===== Document text

More notably, Raphael Lemkin, who coined the term genocide, declared the Holodomor qualifies as such a heinous crime:
“What I want to speak about is perhaps the classic example of Soviet genocide, its longest and broadest experiment in Russification – the destruction of the Ukrainian nation,” Lemkin wrote.
“This is not simply a case of mass murder. It is a case of genocide, of destruction, not of individuals only, but of a culture and a nation. Soviet national unity is being created, not by any union of ideas and of cultures, but by the complete destruction of all cultures and of all ideas save one – the Soviet.”
The Ukrainian diaspora, especially in the United States and Canada, has been informing its mainstream communities about the famine murders since news first emanated from the Russian prison of nations. One of the first articles with photographs on famine murders appeared in the Chicago American and The Daily Express report in the 1930s. Ukrainians in the free world have also been coaxing their elected officials to recognize the Holodomor as a Russian act of genocide against the Ukrainian nation. Their efforts have been successful.
Congressional Ukrainian Caucus Co-Chairs, Congressmen Sander Levin (D-MI), Andy Harris (R-MD), Marcy Kaptur (D-OH) and Brian Fitzpatrick (R-PA), introduced on Tuesday, November 7, a resolution commemorating the 85th anniversary of what they called the Holodomor Famine-Genocide and denouncing this crime against humanity.
They said in a statement that the resolution honors the men, women and children who perished at the will of the Kremlin, which, the lawmakers said, “perpetrated a premeditated famine in the winter of 1932-1933 in Ukraine in a concerted effort to break the nation's resistance to communist occupation.”
“We must solemnly remember the millions of Ukrainians who lost their lives in the Holodomor Famine-Genocide and shine a spotlight on the truth. This monument represents our hopes, our shared values, and the humanity that binds us,” they said.
Referring to the Holodomor as a “Famine-Genocide,” the congressmen expressed hope that their resolution would serve as “a reminder of repressive Soviet policies against the people of Ukraine.”
They also noted congressional support for “the continuing efforts of the people of Ukraine to work toward ensuring democratic principles, a free-market economy, and full respect for human rights, in order to enable Ukraine to achieve its potential as an important strategic partner of the United States in that region of the world, and to reflect the will of its people.”

==========
===== Raw data

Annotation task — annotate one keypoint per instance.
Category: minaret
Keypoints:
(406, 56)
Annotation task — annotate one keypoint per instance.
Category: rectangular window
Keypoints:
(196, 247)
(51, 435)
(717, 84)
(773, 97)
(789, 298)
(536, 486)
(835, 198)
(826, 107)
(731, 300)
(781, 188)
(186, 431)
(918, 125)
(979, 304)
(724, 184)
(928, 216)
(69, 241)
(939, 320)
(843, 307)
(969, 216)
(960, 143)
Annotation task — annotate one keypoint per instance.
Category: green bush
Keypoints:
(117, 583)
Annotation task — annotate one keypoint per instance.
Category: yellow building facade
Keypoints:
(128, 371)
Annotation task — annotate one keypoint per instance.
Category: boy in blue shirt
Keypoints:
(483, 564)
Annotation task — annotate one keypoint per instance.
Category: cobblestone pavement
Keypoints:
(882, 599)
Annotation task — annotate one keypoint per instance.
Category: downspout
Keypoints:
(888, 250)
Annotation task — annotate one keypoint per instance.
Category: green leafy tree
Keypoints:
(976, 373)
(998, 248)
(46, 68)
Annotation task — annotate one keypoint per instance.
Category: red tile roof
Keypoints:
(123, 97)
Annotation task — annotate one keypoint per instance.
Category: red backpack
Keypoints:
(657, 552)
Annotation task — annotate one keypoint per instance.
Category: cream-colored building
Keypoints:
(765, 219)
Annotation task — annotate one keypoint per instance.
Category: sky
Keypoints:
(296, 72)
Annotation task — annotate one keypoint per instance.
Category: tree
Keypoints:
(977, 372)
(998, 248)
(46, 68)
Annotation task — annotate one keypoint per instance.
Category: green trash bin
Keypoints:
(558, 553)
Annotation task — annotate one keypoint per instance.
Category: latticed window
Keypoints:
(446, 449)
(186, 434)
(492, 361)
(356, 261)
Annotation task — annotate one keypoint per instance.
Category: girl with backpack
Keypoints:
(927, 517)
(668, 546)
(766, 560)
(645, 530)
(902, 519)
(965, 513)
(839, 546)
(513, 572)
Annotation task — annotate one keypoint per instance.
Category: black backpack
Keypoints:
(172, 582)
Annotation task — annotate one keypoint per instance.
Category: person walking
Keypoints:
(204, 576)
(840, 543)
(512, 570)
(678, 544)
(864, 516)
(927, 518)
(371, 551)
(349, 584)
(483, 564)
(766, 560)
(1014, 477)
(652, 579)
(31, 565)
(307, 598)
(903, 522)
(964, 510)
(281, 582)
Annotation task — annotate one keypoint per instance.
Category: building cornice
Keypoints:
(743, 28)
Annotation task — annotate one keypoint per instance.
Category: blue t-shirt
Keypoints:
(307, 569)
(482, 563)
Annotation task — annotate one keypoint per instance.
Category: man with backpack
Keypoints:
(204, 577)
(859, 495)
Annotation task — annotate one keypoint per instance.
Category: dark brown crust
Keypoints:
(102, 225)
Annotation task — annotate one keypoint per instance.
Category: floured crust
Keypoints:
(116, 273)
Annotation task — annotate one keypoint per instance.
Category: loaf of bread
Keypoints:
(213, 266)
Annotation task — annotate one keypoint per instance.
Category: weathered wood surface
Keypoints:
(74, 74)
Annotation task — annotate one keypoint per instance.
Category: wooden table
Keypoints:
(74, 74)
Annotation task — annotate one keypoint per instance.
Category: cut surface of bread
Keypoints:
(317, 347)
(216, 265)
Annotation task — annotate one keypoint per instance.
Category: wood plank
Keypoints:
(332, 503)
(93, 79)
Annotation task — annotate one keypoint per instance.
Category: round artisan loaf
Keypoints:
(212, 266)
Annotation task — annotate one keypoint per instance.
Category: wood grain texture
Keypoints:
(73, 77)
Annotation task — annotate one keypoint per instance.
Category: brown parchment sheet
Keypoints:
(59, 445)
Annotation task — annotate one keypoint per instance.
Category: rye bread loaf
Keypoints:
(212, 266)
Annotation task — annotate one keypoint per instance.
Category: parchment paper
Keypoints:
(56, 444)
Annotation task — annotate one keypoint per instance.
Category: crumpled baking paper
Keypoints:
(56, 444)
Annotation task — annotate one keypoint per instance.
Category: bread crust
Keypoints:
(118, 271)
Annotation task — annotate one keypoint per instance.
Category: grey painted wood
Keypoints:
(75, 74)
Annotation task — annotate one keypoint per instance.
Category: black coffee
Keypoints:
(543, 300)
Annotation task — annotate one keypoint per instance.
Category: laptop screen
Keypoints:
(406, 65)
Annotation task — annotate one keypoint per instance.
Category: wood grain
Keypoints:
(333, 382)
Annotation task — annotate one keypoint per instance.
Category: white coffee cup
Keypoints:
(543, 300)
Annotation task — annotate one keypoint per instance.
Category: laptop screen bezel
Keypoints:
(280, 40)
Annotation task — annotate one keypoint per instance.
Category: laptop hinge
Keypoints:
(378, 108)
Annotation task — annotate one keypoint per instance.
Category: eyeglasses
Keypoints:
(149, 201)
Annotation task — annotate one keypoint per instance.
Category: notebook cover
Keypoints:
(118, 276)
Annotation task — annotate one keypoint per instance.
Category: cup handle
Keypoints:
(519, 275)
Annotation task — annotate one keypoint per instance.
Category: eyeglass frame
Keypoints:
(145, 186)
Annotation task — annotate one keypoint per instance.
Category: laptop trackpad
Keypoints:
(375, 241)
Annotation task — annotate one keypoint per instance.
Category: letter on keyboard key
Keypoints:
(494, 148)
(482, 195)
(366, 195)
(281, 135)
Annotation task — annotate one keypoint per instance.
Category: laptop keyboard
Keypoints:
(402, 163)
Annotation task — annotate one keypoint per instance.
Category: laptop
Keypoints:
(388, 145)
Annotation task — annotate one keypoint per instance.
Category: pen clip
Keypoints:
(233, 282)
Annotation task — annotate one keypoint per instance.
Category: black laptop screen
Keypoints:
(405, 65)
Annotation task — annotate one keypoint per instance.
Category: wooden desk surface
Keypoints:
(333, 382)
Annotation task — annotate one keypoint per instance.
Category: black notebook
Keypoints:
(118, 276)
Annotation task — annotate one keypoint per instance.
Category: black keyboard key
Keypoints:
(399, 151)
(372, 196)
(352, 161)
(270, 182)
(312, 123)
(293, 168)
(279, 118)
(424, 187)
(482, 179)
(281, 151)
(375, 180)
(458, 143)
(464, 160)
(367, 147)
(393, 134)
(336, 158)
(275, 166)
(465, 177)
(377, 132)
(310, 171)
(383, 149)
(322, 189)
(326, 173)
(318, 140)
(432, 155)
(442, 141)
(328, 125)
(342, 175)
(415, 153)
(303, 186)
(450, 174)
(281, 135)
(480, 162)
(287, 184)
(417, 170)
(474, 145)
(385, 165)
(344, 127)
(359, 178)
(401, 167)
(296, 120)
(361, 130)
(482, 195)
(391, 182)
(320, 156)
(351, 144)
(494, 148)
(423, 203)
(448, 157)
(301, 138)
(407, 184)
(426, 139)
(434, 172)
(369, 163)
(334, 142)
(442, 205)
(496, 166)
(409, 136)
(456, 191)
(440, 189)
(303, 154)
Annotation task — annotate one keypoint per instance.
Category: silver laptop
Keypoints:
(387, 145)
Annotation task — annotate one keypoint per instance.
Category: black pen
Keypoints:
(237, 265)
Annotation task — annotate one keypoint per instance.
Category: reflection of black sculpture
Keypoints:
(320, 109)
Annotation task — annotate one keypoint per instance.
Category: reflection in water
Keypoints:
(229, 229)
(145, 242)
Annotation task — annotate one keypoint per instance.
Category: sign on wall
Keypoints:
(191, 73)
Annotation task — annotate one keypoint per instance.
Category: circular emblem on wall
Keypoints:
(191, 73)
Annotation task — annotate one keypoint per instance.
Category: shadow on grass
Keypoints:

==========

- _Required action 1_: From the text on the Holodomor, list the members of Congress who introduced the resolution marking the 85th anniversary of the famine.
- _Required action 2_: Carry the text on the Holodomor forward from its final sentence.

- _Task answer 1_: Sander Levin, Andy Harris, Marcy Kaptur, and Brian Fitzpatrick

- _Task answer 2_:
The New Jersey Senate and Assembly also issued a resolution introduced by Senator Tony M. Bucco and Assemblyman Tony R. Bucco and Michael Patrick Carroll recognizing November 2017 as Ukrainian Genocide Remembrance Month.
Most recently, Anne Applebaum gave renewed impetus to the Holodomor awareness campaign. With her book “Red Famine – Stalin’s War on Ukraine” and speaking tour, Applebaum brought the story of the Ukrainian famine to the man and women in the street across the US. Fortunately, the media that covered her presentations noted that Russia’s crime was a genocide, using that designation interchangeably with famine and Holodomor.
As Applebaum spoke, she reflected on the long-lasting ramifications of the Holodomor, saying that the genocide continues to shape the thinking of Ukrainians and Russians to this day, and offered examples of how contemporary political problems in Ukraine can be traced directly to both the loss of the patriotic post-revolutionary elite and the men and women who died as a result of the genocide.
Indeed, today Russia behaves toward Ukraine as it has always done. If Ukrainians can’t be cajoled or charmed into submission then they must be annihilated, which is the goal of the Russo-Ukraine War of 2014-17.
In New York City, the Ukrainian American community will hold its annual Holodomor Commemoration at St. Patrick’s Cathedral on Saturday, November 18, at 2 pm. The observance will begin at 11:30 am with a March of Remembrance from St. George Ukrainian Catholic Church, 30 E 7th St in New York City.